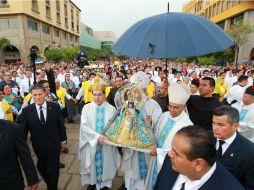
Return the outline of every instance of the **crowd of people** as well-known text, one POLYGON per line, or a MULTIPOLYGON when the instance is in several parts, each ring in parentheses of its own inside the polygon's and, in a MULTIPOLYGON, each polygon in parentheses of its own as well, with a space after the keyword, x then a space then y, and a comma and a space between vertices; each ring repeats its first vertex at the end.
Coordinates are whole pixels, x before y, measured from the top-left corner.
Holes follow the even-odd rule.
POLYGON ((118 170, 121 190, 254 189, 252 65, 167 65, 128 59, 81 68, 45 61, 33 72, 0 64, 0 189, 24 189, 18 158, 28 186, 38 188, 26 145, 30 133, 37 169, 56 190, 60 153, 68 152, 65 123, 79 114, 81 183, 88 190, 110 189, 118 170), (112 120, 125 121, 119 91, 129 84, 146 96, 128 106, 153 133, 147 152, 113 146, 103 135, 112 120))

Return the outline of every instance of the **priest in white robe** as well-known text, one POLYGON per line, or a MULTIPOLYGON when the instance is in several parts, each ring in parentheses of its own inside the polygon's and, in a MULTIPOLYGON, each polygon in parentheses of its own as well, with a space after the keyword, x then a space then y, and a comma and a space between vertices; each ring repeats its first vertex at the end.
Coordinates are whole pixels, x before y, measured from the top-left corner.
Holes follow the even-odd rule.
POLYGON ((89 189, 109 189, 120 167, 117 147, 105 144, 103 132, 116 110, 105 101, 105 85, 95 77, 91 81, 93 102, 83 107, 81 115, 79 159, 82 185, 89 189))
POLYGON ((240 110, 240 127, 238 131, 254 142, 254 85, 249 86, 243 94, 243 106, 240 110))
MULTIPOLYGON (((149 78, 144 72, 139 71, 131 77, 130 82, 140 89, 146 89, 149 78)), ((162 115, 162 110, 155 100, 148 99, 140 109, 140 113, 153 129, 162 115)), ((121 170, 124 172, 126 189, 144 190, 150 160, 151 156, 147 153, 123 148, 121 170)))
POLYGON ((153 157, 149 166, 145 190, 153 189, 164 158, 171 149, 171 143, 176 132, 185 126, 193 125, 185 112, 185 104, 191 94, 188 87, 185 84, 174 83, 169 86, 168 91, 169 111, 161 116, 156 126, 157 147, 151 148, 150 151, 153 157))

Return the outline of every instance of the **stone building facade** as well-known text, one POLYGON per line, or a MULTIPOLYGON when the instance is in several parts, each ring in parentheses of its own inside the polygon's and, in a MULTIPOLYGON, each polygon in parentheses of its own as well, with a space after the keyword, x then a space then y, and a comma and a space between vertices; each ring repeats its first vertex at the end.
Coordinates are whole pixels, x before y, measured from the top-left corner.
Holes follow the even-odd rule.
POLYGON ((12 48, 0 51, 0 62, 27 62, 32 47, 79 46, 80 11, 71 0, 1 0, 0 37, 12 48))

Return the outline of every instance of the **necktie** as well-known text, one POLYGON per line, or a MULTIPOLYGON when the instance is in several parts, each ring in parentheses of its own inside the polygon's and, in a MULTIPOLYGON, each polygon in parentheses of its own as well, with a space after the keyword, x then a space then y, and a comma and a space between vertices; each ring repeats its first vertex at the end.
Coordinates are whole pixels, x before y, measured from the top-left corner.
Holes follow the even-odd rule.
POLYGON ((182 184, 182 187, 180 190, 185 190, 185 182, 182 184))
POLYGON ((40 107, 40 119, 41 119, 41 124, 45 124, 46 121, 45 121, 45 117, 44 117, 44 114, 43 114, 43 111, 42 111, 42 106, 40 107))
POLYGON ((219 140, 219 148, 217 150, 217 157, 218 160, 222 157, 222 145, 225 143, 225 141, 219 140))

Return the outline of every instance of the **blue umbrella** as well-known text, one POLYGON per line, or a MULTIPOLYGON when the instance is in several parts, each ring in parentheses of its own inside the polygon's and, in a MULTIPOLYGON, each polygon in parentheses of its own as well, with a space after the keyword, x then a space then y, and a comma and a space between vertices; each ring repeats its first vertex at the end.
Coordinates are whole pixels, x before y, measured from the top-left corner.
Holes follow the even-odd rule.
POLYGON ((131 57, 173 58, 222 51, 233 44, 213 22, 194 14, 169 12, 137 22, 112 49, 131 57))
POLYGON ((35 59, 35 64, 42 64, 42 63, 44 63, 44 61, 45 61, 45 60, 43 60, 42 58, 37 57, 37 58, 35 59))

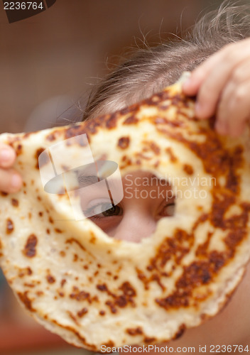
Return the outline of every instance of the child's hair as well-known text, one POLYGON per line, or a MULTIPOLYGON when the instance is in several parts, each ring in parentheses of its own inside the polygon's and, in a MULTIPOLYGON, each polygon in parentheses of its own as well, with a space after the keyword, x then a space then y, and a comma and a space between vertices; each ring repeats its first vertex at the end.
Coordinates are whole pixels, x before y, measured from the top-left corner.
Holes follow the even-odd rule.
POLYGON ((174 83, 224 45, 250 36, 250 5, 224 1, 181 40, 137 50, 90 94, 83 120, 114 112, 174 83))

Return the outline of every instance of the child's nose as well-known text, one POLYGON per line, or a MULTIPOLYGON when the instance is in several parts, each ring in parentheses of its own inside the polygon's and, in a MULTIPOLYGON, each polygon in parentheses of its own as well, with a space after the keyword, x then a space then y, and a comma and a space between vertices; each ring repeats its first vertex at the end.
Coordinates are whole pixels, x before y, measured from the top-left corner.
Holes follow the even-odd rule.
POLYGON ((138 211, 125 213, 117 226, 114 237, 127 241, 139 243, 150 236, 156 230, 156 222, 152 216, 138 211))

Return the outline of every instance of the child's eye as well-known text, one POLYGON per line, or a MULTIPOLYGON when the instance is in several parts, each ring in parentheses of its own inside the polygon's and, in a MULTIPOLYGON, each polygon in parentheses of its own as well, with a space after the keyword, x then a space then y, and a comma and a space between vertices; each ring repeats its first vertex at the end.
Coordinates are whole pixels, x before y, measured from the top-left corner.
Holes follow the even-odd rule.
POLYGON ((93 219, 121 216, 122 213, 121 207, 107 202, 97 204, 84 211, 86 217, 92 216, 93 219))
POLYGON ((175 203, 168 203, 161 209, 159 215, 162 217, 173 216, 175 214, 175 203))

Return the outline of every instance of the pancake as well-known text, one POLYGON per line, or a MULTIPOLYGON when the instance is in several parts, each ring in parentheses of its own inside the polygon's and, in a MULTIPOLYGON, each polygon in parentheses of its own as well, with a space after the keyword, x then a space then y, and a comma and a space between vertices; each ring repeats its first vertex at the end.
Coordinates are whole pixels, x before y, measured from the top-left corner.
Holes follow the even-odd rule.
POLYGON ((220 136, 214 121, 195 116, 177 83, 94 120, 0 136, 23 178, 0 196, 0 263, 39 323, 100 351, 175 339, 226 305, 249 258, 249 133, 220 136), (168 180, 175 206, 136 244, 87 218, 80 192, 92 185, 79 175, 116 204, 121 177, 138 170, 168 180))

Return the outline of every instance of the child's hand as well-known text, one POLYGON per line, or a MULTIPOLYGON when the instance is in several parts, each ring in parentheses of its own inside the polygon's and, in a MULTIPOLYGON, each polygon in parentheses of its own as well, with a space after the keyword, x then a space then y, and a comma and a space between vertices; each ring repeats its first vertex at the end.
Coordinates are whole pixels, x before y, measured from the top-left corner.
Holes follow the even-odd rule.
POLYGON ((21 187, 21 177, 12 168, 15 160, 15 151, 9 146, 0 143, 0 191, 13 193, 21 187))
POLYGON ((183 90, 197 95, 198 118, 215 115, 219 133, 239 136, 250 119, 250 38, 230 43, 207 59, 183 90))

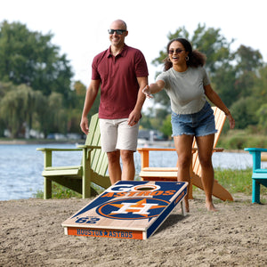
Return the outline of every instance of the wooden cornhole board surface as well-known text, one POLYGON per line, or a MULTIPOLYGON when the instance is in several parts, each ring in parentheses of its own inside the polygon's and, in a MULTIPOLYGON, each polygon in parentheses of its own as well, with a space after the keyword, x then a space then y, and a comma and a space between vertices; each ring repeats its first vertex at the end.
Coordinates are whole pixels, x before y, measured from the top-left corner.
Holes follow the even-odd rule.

● ● ● ● ● ● ●

_EXERCISE AIM_. Format the lines of the listing above as a JSON list of strings, one string per line with blank lines left out, from the line with "Return the outline of every instance of the child's nose" up to and including the line with "POLYGON ((175 203, 168".

_ANSWER TO THIS TASK_.
[
  "Return the outline of every instance of the child's nose as well-known text, one POLYGON per line, or a MULTIPOLYGON when the instance is in several parts, each ring in parentheses of its own inside the polygon's and, in a MULTIPOLYGON, each polygon in parentheses of its own as well, with a space after the keyword, x then a space then y, and a comma and a space between vertices; each ring repeats its first vertex at the end.",
  "Coordinates are whole pixels, x before y, measured from the top-left corner.",
  "Holes follow the even-odd rule.",
  "POLYGON ((138 211, 125 213, 117 226, 114 237, 127 241, 139 243, 150 236, 156 230, 156 222, 152 216, 138 211))",
  "Return the outline of every instance of the child's eye as well-known text, one POLYGON per line, or a MULTIPOLYGON when the instance is in several parts, each ring in parentheses of its own inside the polygon's and, in a MULTIPOLYGON, each polygon in parentheses of its own as well, with a space after the keyword, x then a space then y, and a comma and a space between vertices; each ring repeats its first vertex at the end.",
  "Coordinates are whole pixels, x before y, measured from the top-left corner.",
  "Holes follow the even-odd rule.",
  "POLYGON ((93 219, 121 216, 122 213, 121 207, 107 202, 97 204, 84 211, 86 217, 92 216, 93 219))",
  "POLYGON ((175 203, 168 203, 161 209, 159 215, 162 217, 173 216, 175 214, 175 203))"
]